--- Dataset rows ---
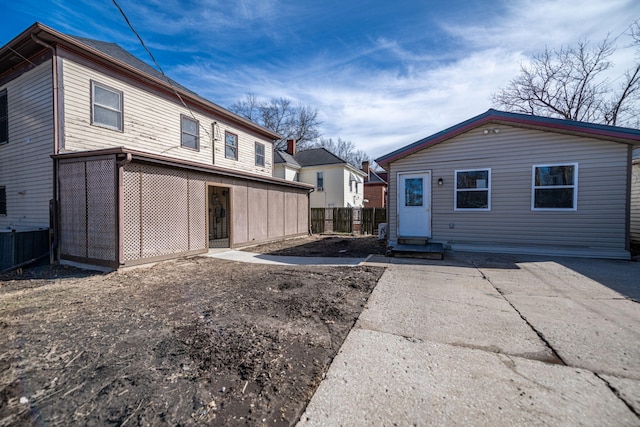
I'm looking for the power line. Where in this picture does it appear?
[112,0,215,144]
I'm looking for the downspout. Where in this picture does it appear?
[307,188,316,236]
[31,33,60,264]
[116,153,131,265]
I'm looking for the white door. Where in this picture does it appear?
[398,171,431,238]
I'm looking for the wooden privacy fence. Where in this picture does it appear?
[311,208,387,234]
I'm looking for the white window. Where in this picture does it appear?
[531,163,578,211]
[91,81,123,131]
[454,169,491,211]
[224,132,238,160]
[180,114,200,150]
[256,142,264,167]
[316,172,324,191]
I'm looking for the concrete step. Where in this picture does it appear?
[387,243,444,259]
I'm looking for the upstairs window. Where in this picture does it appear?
[256,142,264,167]
[91,81,123,131]
[224,132,238,160]
[316,172,324,191]
[0,187,7,215]
[531,163,578,211]
[0,89,9,144]
[454,169,491,211]
[180,114,200,150]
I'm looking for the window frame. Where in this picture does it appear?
[316,171,324,191]
[180,114,200,151]
[224,131,239,160]
[91,80,124,132]
[255,141,267,167]
[0,185,7,216]
[0,89,9,145]
[453,168,492,212]
[531,162,578,212]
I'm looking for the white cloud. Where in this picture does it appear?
[172,0,640,157]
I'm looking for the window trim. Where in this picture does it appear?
[91,80,124,132]
[531,162,578,212]
[0,185,7,216]
[224,131,239,160]
[254,141,267,167]
[180,114,200,151]
[453,168,492,212]
[316,171,324,191]
[0,89,9,145]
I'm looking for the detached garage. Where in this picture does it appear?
[376,110,640,259]
[54,148,313,269]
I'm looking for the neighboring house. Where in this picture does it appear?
[376,110,640,259]
[0,23,312,268]
[274,141,365,208]
[273,139,302,181]
[631,149,640,244]
[362,162,387,209]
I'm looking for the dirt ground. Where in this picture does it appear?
[0,236,382,426]
[244,234,385,258]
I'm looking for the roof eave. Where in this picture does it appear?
[51,147,315,189]
[0,22,282,140]
[375,109,640,169]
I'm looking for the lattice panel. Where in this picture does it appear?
[189,173,207,250]
[141,166,189,258]
[121,163,142,261]
[123,164,206,261]
[86,158,117,261]
[58,162,87,257]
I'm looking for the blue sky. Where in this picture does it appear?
[0,0,640,158]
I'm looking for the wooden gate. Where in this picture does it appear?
[311,208,326,233]
[333,208,353,233]
[311,208,387,235]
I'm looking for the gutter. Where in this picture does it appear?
[115,153,133,265]
[52,147,314,190]
[31,33,60,264]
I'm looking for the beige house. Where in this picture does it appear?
[0,23,312,268]
[376,110,640,259]
[274,141,366,208]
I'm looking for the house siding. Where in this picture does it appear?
[364,183,387,208]
[0,60,54,229]
[631,159,640,244]
[62,58,273,176]
[388,125,627,254]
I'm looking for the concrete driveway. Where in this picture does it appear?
[298,253,640,426]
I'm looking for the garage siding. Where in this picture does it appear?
[389,125,627,249]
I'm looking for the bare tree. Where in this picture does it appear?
[493,21,640,126]
[314,137,370,169]
[229,93,321,150]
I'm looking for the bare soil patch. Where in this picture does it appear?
[0,257,382,426]
[245,234,385,258]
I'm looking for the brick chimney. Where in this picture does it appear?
[287,139,296,156]
[362,161,371,181]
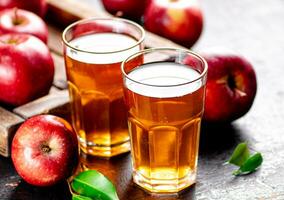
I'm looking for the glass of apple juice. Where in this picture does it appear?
[122,48,207,193]
[62,18,145,158]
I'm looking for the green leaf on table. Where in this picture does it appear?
[72,194,93,200]
[228,142,250,167]
[233,153,263,176]
[71,170,118,200]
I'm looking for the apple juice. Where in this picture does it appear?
[125,62,204,192]
[65,33,140,157]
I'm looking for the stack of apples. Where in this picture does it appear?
[0,0,54,107]
[0,0,78,186]
[102,0,257,124]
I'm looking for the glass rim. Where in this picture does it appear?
[121,47,208,87]
[61,17,145,54]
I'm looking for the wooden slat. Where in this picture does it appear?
[13,90,69,119]
[48,25,63,55]
[0,107,24,157]
[47,0,185,48]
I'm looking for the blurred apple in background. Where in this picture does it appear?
[102,0,150,21]
[0,34,54,106]
[0,8,48,43]
[144,0,203,48]
[12,115,79,186]
[203,55,257,123]
[0,0,47,17]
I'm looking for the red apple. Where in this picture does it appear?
[12,115,79,186]
[0,34,54,106]
[144,0,203,48]
[0,0,47,17]
[204,55,257,123]
[102,0,149,21]
[0,8,48,43]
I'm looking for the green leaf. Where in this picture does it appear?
[233,153,263,175]
[228,142,250,167]
[71,170,118,200]
[72,194,92,200]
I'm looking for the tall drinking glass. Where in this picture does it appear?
[122,48,207,193]
[62,18,145,157]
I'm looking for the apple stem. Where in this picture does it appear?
[41,145,51,153]
[13,7,21,25]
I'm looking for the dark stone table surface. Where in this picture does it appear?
[0,0,284,200]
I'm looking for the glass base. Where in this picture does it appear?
[133,171,196,194]
[80,140,130,158]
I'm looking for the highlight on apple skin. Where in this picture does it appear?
[102,0,150,21]
[203,55,257,123]
[0,0,47,18]
[12,115,79,186]
[0,8,48,44]
[144,0,203,48]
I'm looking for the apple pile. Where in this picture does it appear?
[102,0,203,48]
[203,55,257,123]
[12,115,79,186]
[0,0,54,107]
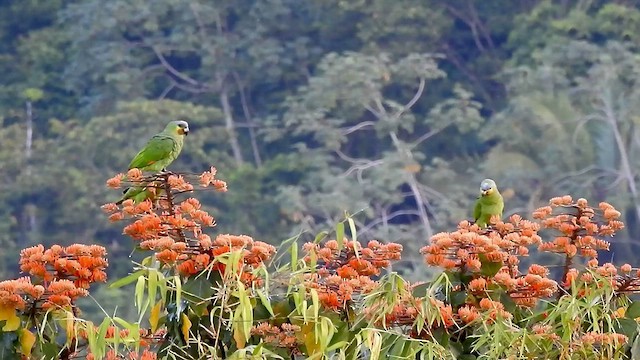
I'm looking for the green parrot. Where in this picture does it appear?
[116,120,189,205]
[473,179,504,228]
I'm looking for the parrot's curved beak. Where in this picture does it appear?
[480,183,493,195]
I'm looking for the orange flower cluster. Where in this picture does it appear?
[251,322,300,349]
[572,331,629,348]
[468,264,558,307]
[0,277,45,310]
[102,171,275,285]
[363,292,456,330]
[85,349,158,360]
[112,198,215,241]
[0,277,89,311]
[20,244,108,289]
[174,234,276,278]
[420,215,542,273]
[303,240,402,279]
[200,166,227,192]
[533,195,624,259]
[78,325,167,348]
[42,279,89,310]
[303,240,402,310]
[562,259,640,294]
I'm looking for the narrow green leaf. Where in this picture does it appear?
[289,241,298,271]
[313,230,329,244]
[336,222,344,250]
[347,217,358,241]
[624,301,640,319]
[256,289,276,316]
[147,269,158,304]
[109,270,144,289]
[135,276,145,313]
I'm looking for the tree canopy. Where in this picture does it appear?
[0,0,640,284]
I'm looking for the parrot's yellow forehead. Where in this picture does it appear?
[480,179,496,196]
[165,120,189,135]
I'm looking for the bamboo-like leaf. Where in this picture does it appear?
[149,301,162,332]
[347,216,358,242]
[256,289,276,316]
[625,301,640,319]
[135,276,145,314]
[20,329,36,358]
[180,314,192,342]
[289,241,298,272]
[109,270,145,289]
[336,222,344,251]
[147,269,158,304]
[173,275,182,305]
[310,289,320,322]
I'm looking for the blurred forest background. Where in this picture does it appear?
[0,0,640,316]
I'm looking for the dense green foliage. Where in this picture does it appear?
[0,0,640,290]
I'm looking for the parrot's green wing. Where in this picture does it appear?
[473,197,482,221]
[129,134,178,171]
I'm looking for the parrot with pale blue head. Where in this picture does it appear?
[473,179,504,228]
[116,120,189,205]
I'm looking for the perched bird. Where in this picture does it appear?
[129,120,189,171]
[473,179,504,228]
[116,120,189,205]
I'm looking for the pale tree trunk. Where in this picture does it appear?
[220,85,244,166]
[604,99,640,222]
[24,101,37,231]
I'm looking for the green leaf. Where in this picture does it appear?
[451,291,467,306]
[313,230,329,244]
[347,217,358,241]
[136,276,145,312]
[411,283,431,297]
[336,222,344,250]
[182,272,218,303]
[614,318,638,339]
[624,301,640,319]
[478,254,504,276]
[109,270,144,289]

--- Given problem ---
Format the listing above as a two-column CSV headed "request" and "answer", with one row per request that covers the whole listing. Put each field in double quotes, replace line breaks with spaces, and leave out the pictures.

--- Result below ---
request,answer
"I'm looking for the power line. Where in this picture does it appear?","[112,0,215,144]"
"I'm looking for the downspout. Where in this picture does it appear?","[307,188,316,236] [31,33,60,264] [116,153,131,265]"
"I'm looking for the white door. Where in this picture does it appear?","[398,171,431,238]"
"I'm looking for the wooden privacy fence. Where in this picture does it appear?","[311,208,387,234]"
"I'm looking for the white window. Where in this picture does it appear?","[531,163,578,211] [91,81,123,131] [454,169,491,211] [224,132,238,160] [180,114,200,150] [256,142,264,167] [316,172,324,191]"
"I'm looking for the concrete step. Where in this picture does it appear?","[387,243,444,259]"
"I'm looking for the upstairs window. Where in this picture does it appear?","[256,142,264,167] [91,81,123,131] [224,132,238,160] [316,172,324,191] [0,187,7,215] [531,163,578,211] [0,89,9,144] [454,169,491,211] [180,114,200,150]"
"I'm looking for the window frame. Where in this picture does it appear?","[316,171,324,191] [180,114,200,151] [224,131,239,160] [91,80,124,132] [255,141,267,167] [0,185,7,216] [0,89,9,145] [453,168,492,212] [531,162,578,212]"
"I'm looking for the white cloud. Where in this picture does it appear?","[172,0,640,157]"
"I'm looking for the window trim. Where in this picture does it appear?","[91,80,124,132] [531,162,578,212] [0,185,7,216] [224,131,239,160] [254,141,267,167] [180,114,200,151] [453,168,492,212] [316,171,324,191] [0,89,9,145]"
"I'm looking for the detached garage. Where in this picture does it appear?","[376,110,640,259] [54,148,313,269]"
"I'm looking for the neighboring house. Where in this picture does it appear?","[376,110,640,259] [0,23,312,268] [274,141,365,208] [273,139,302,181] [631,149,640,244] [362,162,387,209]"
"I'm looking for the dirt ground. Where in this picture does it appear?","[0,236,382,426] [244,234,385,258]"
"I'm looking for the roof eave. Where in this picture does it appear?","[51,147,315,189] [0,22,282,140] [375,109,640,169]"
"I'm looking for the lattice panel. Where in this picture does it appear?","[189,173,207,250] [141,166,189,258] [121,163,142,261] [123,164,206,261] [86,158,117,261] [58,162,87,257]"
"I'm looking for the blue sky. Where in this picture does it appear?","[0,0,640,158]"
"I'm looking for the wooden gate. Where in this picture does it appear?","[311,208,326,233] [333,208,353,233] [311,208,387,235]"
"I'm looking for the gutter. Where in this picture does it appear?","[115,153,133,265] [52,147,314,190] [31,33,60,264]"
"I'm looking for the beige house. Where in this picture does it appear?","[0,23,312,268] [376,110,640,259] [274,141,366,208]"
"I'm looking for the house siding. Where in this picture does it appear?","[364,183,387,208] [0,60,54,229] [631,159,640,244] [62,58,273,176] [388,125,627,254]"
"I'm looking for the concrete driveway. Where in this picture does it appear?","[298,253,640,426]"
"I'm looking for the garage siding. Where in this picture does it appear?","[389,125,627,249]"
"I'm looking for the bare tree. Where in this picture does it appear?","[493,21,640,126] [314,137,370,169] [229,93,321,150]"
"I'm looking for the bare soil patch. Where in this picture does it appear?","[0,257,382,426] [245,234,385,258]"
"I'm looking for the brick chimney. Where in this picture does it appear?","[287,139,296,156] [362,161,371,181]"
"I'm looking for the glass of apple juice. Where in this picture does it appear?","[122,48,207,193] [62,18,145,158]"
"I'm looking for the green leaf on table. Where in this picture does it appear?","[72,194,93,200] [228,142,250,167] [233,153,263,176] [71,170,118,200]"
"I'm looking for the apple juice. Where in this picture does it appear?","[125,62,204,192] [65,33,140,157]"
"I'm looking for the stack of apples. Where in this picture does it appear?","[0,0,54,107] [0,0,78,186] [102,0,257,124]"
"I'm looking for the glass rim. Where in this picture does it appear?","[121,47,208,87] [61,17,145,54]"
"I'm looking for the wooden slat. Where in this picture does it appear?","[13,90,69,119] [48,25,63,55] [0,107,24,157] [47,0,185,48]"
"I'm looking for the blurred apple in background. Where in this picture does it appear?","[102,0,150,21] [0,34,54,106] [0,8,48,43] [144,0,203,48] [12,115,79,186] [203,55,257,123] [0,0,47,17]"
"I'm looking for the red apple. Where in this picture does it appear?","[12,115,79,186] [0,34,54,106] [144,0,203,48] [0,0,47,17] [204,55,257,123] [102,0,149,21] [0,8,48,43]"
"I'm looking for the green leaf. Where in this picture does it appear?","[233,153,263,175] [228,142,250,167] [71,170,118,200] [72,194,92,200]"
"I'm looking for the tall drinking glass. Where in this picture does it appear?","[122,48,207,193] [62,18,145,157]"
"I'm looking for the apple stem. Where in this picture does it appear?","[41,145,51,153] [13,7,21,25]"
"I'm looking for the dark stone table surface. Where in this picture does it appear?","[0,0,284,200]"
"I'm looking for the glass base. Where in this picture does it appear?","[133,171,196,194] [80,140,130,158]"
"I'm looking for the highlight on apple skin. Where in this picture does it appear?","[102,0,150,21] [203,55,257,123] [0,0,47,18] [12,115,79,186] [0,8,48,44] [144,0,203,48]"
"I'm looking for the apple pile. Where in this picture does it appear?","[102,0,203,48] [203,55,257,123] [12,115,79,186] [0,0,54,107]"
"I'm looking for the green parrot. Where in this picture does it appear?","[116,120,189,205] [473,179,504,228]"
"I'm looking for the parrot's curved beak. Where in this picture does it appear?","[480,183,493,195]"
"I'm looking for the orange flower cluster. Where in this picture does it appear?","[251,322,300,349] [572,331,629,348] [468,264,558,307] [0,277,45,310] [102,171,275,285] [363,292,456,330] [85,349,158,360] [112,198,215,241] [0,277,89,311] [20,244,108,289] [174,234,276,278] [420,215,542,273] [303,240,402,279] [200,166,227,192] [533,195,624,259] [78,325,167,348] [42,279,89,310] [303,240,402,310] [562,259,640,294]"
"I'm looking for the narrow green leaf. Where in this picture does it appear?","[289,241,298,271] [313,230,329,244] [336,222,344,250] [347,217,358,241] [624,301,640,319] [256,289,276,316] [147,269,158,304] [109,270,144,289] [135,276,145,313]"
"I'm looking for the tree canopy. Where in this picture does it appear?","[0,0,640,284]"
"I'm looking for the parrot's yellow forehead. Where in this picture does it appear?","[480,179,496,196] [165,120,189,135]"
"I'm looking for the bamboo-like leaf. Where in this picture does it appear?","[149,301,162,332] [347,216,358,242] [256,289,276,316] [625,301,640,319] [135,276,145,314] [20,329,36,358] [180,314,192,342] [289,241,298,272] [109,270,145,289] [336,222,344,251] [147,269,158,304] [173,275,182,305] [310,289,320,322]"
"I'm looking for the blurred forest background. Where in this picture does it appear?","[0,0,640,316]"
"I'm looking for the dense green foliage. Where in this picture does it appear?","[0,0,640,290]"
"I'm looking for the parrot's green wing. Where in this picture does it appear?","[473,197,482,221] [129,134,178,171]"
"I'm looking for the parrot with pale blue head. Where in this picture does it appear?","[473,179,504,228] [116,120,189,205]"
"I'm looking for the perched bird. Where in this picture does it appear?","[129,120,189,171] [473,179,504,228] [116,120,189,205]"
"I'm looking for the pale tree trunk. Where in this picture does it appear?","[220,85,244,166] [604,99,640,222] [24,101,37,231]"
"I'm looking for the green leaf. Where in this picture does it appear?","[451,291,467,306] [313,230,329,244] [347,217,358,241] [136,276,145,312] [411,283,431,297] [336,222,344,250] [182,272,218,303] [614,318,638,339] [624,301,640,319] [478,254,504,276] [109,270,144,289]"